» Information:

+++

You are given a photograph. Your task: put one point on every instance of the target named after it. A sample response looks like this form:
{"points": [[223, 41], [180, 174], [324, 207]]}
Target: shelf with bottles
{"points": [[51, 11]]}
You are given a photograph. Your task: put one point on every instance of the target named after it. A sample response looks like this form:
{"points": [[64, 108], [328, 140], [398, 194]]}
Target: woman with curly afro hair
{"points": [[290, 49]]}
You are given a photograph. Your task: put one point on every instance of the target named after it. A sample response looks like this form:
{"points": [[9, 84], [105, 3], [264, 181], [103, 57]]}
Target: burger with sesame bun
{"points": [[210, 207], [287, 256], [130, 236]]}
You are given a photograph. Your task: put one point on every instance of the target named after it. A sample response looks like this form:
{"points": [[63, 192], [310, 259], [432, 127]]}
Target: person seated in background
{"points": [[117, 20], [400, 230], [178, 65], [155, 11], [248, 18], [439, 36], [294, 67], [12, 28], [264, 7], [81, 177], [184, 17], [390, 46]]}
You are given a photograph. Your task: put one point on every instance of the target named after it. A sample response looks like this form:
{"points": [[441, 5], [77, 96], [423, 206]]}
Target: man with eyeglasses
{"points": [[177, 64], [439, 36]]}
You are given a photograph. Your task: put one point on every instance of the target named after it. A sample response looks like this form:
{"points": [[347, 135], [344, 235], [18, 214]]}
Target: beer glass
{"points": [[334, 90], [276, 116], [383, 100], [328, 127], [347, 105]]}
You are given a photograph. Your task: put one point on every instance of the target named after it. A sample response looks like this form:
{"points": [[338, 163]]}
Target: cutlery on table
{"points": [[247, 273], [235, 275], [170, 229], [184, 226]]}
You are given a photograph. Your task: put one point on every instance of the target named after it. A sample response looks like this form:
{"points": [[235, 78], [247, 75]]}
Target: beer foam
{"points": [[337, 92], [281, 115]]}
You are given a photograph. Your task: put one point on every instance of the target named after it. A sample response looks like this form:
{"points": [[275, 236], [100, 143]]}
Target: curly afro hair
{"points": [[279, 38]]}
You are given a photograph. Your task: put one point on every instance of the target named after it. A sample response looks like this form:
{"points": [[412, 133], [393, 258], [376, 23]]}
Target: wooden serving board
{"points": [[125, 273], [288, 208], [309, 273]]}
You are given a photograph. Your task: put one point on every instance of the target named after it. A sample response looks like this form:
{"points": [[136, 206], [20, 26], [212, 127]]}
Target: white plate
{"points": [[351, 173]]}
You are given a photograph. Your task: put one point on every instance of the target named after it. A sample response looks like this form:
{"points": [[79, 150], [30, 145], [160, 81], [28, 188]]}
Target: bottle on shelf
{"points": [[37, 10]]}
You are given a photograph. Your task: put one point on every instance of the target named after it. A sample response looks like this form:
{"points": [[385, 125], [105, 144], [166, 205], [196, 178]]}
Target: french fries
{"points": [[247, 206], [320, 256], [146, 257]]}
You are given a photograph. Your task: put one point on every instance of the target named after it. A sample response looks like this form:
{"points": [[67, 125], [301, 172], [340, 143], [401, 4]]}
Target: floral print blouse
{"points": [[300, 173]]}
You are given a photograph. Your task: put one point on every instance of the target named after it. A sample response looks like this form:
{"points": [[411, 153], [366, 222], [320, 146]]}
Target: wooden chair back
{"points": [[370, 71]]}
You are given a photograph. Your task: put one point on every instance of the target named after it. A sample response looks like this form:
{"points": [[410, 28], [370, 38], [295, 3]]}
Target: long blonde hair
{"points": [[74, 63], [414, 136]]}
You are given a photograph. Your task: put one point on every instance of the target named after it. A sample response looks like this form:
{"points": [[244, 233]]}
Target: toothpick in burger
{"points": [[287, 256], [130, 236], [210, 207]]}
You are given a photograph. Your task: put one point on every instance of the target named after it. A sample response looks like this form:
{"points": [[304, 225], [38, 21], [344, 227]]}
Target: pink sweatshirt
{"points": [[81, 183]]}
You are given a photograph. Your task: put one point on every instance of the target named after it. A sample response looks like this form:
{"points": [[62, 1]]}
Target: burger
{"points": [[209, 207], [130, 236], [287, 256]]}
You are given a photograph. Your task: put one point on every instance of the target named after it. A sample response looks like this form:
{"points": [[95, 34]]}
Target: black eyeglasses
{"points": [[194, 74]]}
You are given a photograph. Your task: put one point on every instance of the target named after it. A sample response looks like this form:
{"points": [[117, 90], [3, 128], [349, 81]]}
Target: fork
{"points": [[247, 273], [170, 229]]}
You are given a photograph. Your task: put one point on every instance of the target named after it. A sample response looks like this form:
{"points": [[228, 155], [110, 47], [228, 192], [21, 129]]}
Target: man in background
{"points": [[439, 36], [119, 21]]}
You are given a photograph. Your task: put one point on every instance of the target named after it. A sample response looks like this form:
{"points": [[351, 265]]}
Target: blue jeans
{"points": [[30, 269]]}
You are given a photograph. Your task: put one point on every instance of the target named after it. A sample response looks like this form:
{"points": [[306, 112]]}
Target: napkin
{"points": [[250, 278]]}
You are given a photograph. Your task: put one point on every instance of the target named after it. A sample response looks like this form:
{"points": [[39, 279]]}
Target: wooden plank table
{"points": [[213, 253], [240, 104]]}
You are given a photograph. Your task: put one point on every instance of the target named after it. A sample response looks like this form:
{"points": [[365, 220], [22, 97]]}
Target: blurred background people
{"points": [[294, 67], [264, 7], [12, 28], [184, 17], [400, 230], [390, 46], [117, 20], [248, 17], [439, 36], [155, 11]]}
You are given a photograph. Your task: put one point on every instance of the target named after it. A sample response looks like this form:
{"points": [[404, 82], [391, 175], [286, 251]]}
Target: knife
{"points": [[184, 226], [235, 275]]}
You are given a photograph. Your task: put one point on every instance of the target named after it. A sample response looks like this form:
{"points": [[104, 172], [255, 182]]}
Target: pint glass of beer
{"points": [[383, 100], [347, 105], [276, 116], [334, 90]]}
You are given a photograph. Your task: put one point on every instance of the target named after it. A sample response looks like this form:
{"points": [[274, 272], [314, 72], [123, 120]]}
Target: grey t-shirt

+++

» Exercise aim: Give back each record above exactly as written.

» The answer:
You are given a photograph. Your task: put one point on every instance of the target named after it. A sample response looks like this form:
{"points": [[223, 41], [180, 174], [324, 207]]}
Target: shelf with bottles
{"points": [[51, 11]]}
You are given a photograph. Your task: put one point on every instance of the target named after it. A sample response looks like this form:
{"points": [[64, 108], [328, 140], [398, 194]]}
Target: woman with curly afro hair
{"points": [[290, 49]]}
You are given a photograph. Your task: put one point on every instance of the target named after it. A sample response looks like this form:
{"points": [[9, 84], [105, 3], [264, 181], [103, 57]]}
Target: burger with sesame bun
{"points": [[210, 207], [287, 256], [130, 236]]}
You are given a photograph. Your task: put one point on every instance of the target named after it. A sample response looks like this form:
{"points": [[63, 192], [310, 259], [432, 127]]}
Target: person seated in background
{"points": [[117, 20], [400, 230], [178, 65], [155, 11], [248, 18], [439, 36], [294, 67], [12, 28], [264, 7], [81, 177], [184, 17], [390, 46]]}
You are given a photograph. Your task: put one point on every instance of the target named after it. A sample response looks like this form:
{"points": [[441, 5], [77, 96], [423, 206]]}
Target: man with eyeglasses
{"points": [[177, 64], [439, 36]]}
You are given a photograph. Your task: put one point on every instance of the target named after it. A sample response looks like this form:
{"points": [[347, 135], [344, 235], [18, 214]]}
Target: beer glass
{"points": [[334, 90], [276, 116], [383, 100], [328, 127], [347, 105]]}
You are given a photograph. Your task: put one point on every instance of the target named after it. A sample response looks like this form:
{"points": [[338, 163]]}
Target: cutlery on table
{"points": [[247, 273], [235, 275], [170, 229], [184, 226]]}
You are given a photograph. Your task: put one point on every instance of the target named after it. A sample response looks like this form:
{"points": [[235, 78], [247, 75]]}
Target: beer foam
{"points": [[337, 92], [281, 115]]}
You are given a photograph. Your task: put one point on every instance of the target named after it. A sample response looks like this form:
{"points": [[275, 236], [100, 143]]}
Target: curly afro hair
{"points": [[279, 38]]}
You are given a photograph. Your task: put one point on every instance of the target named after it. A sample response looks like this form:
{"points": [[412, 133], [393, 258], [376, 23]]}
Target: wooden serving board
{"points": [[125, 273], [288, 208], [309, 273]]}
You are given a photograph. Your task: put one point on every instance of the target named after it. A sample response looks like this form:
{"points": [[136, 206], [20, 26], [212, 127]]}
Target: white plate
{"points": [[351, 173]]}
You are given a photograph. Your task: put one point on every instance of the target named after it. A sample response looks like this form:
{"points": [[79, 150], [30, 145], [160, 81], [28, 188]]}
Target: bottle on shelf
{"points": [[37, 10]]}
You are given a photograph. Your task: put one point on every instance of the target named after it. A sample response looks like this form:
{"points": [[385, 125], [105, 144], [166, 205], [196, 178]]}
Target: french fries
{"points": [[247, 206], [320, 256], [146, 257]]}
You are given a photograph. Your task: put one point on every instance of the target named after it. A sample response looks like this form:
{"points": [[67, 125], [301, 172], [340, 143], [401, 4]]}
Target: floral print blouse
{"points": [[300, 173]]}
You are given a photograph. Your task: put one point on every instance of the target named after it. A sample response looks like this form:
{"points": [[411, 153], [366, 222], [320, 146]]}
Target: wooden chair back
{"points": [[370, 71]]}
You are given a photograph. Your task: put one point on every instance of the target named after it. A sample response looks like this form:
{"points": [[410, 28], [370, 38], [295, 3]]}
Target: long blonde hair
{"points": [[74, 63], [414, 136]]}
You are given a photograph. Your task: put one point on every instance of the target named after it. A sample response looks like this form:
{"points": [[244, 233]]}
Target: toothpick in burger
{"points": [[287, 256], [130, 236], [210, 207]]}
You are given a photograph. Your task: put one point on every instance of the target named after it. A sample response looks like this form:
{"points": [[304, 225], [38, 21], [344, 227]]}
Target: pink sweatshirt
{"points": [[81, 183]]}
You are given a photograph. Your task: put one point on every instance of the target named after it. A sample response looks like this form:
{"points": [[62, 1]]}
Target: burger
{"points": [[209, 207], [130, 236], [287, 256]]}
You are given a photograph. Your task: put one point on every instance of the target named after it. A sample response looks like this form:
{"points": [[95, 34]]}
Target: black eyeglasses
{"points": [[194, 74]]}
You are given a photograph. Your task: put one point on every instance of the target named after it. A sample response looks like this form:
{"points": [[117, 90], [3, 128], [349, 81]]}
Target: fork
{"points": [[247, 273], [170, 229]]}
You are given a photograph. Your task: put one point on every instance of the target named after it. A sample response looks like this form:
{"points": [[228, 155], [110, 47], [228, 192], [21, 129]]}
Target: man in background
{"points": [[439, 36], [119, 21]]}
You are given a photograph. Your task: put one point on every instance of the target named after it. A sample response looks like this form:
{"points": [[351, 265]]}
Target: blue jeans
{"points": [[30, 269]]}
You are given a photograph. Your task: put one point on every instance of the target named after it. A sample response looks like this form:
{"points": [[306, 112]]}
Target: napkin
{"points": [[250, 278]]}
You are given a photograph. Your task: put one point on every instance of the target named after it. A sample response looks like this form:
{"points": [[39, 279]]}
Target: wooden plank table
{"points": [[213, 253], [240, 104]]}
You are given a photograph. Your task: put one point on every instance of the target named after it. A sample response looks like this form:
{"points": [[365, 220], [22, 97]]}
Target: blurred background people
{"points": [[294, 67], [264, 7], [12, 28], [184, 17], [400, 230], [390, 46], [117, 20], [248, 17], [439, 36], [155, 11]]}
You are given a photograph. Your task: put one point on every instance of the target named after it. A sample response looks like this form:
{"points": [[404, 82], [391, 175], [286, 251]]}
Target: knife
{"points": [[184, 226], [235, 275]]}
You are given a photograph. Your task: put one point on every instance of the target named after it. A sample response looks like this form:
{"points": [[104, 172], [255, 182]]}
Target: pint glass of beer
{"points": [[383, 100], [347, 105], [276, 116], [334, 90]]}
You are given a photograph. Your task: put one point on every instance of the target named after it. A sample response looks like this form:
{"points": [[274, 272], [314, 72], [123, 120]]}
Target: grey t-shirt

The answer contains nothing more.